According to the article headed "Defining Bullshit," where did Harry G. Frankfurt's essay "On Bullshit" first appear?

» SELECTED EXCERPT:

───

Defining Bullshit
A philosophy professor says it's a process, not a product.

By Timothy Noah
"We live in an era of unprecedented bullshit production," observes Laura
Penny, author of the forthcoming (and wittily titled)
Your Call Is Important to Us: The
Truth About Bullshit.
But what is bullshit, exactly? By which I mean: What are its defining
characteristics? What is its Platonic essence? How does bullshit differ from such precursors as
humbug, poppycock, tommyrot, hooey, twaddle, balderdash, claptrap, palaver, hogwash,
buncombe (or "bunk"), hokum, drivel, flapdoodle, bullpucky, and all the other pejoratives*
favored by H.L. Mencken and his many imitators? The scholar who answers the question,
"What is bullshit?" bids boldly to define the spirit of the present age.

Enter Harry G. Frankfurt. In the fall 1986 issue of Raritan, Frankfurt, a retired professor of
philosophy at Princeton, took a whack at it in an essay titled "On Bullshit." Frankfurt reprinted
the essay two years later in his book The Importance of What We Care About: Philosophical
Essays. Last month he republished it a second time as a very small book. Frankfurt's
conclusion, which I caught up with in its latest repackaging, is that bullshit is defined not so
much by the end product as by the process by which it is created.

───

» COLLECTED DATA:
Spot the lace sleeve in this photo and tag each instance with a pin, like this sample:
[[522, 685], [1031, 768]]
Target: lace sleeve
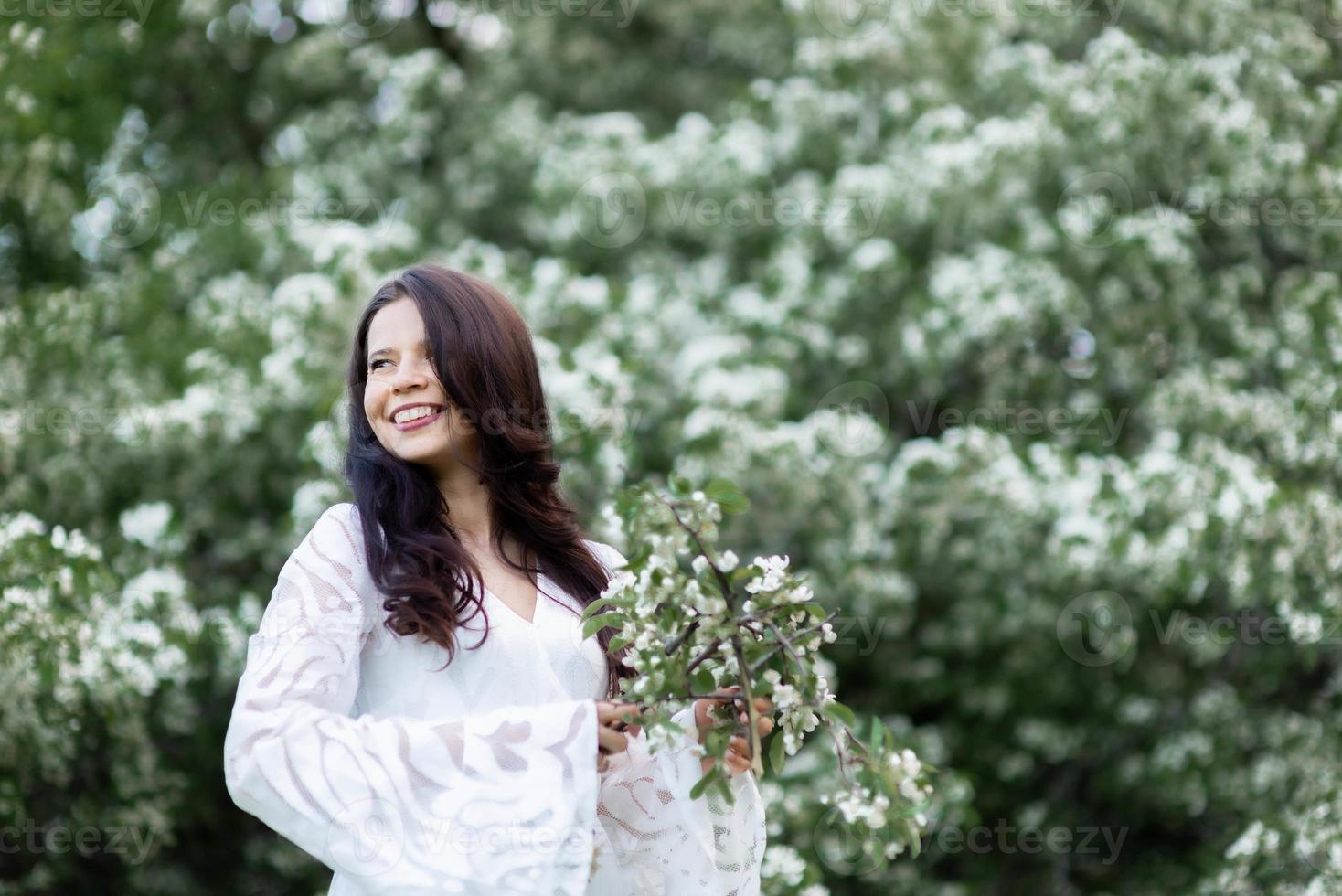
[[502, 800], [655, 838]]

───

» TASK ANSWER: In the fall 1986 issue of Raritan.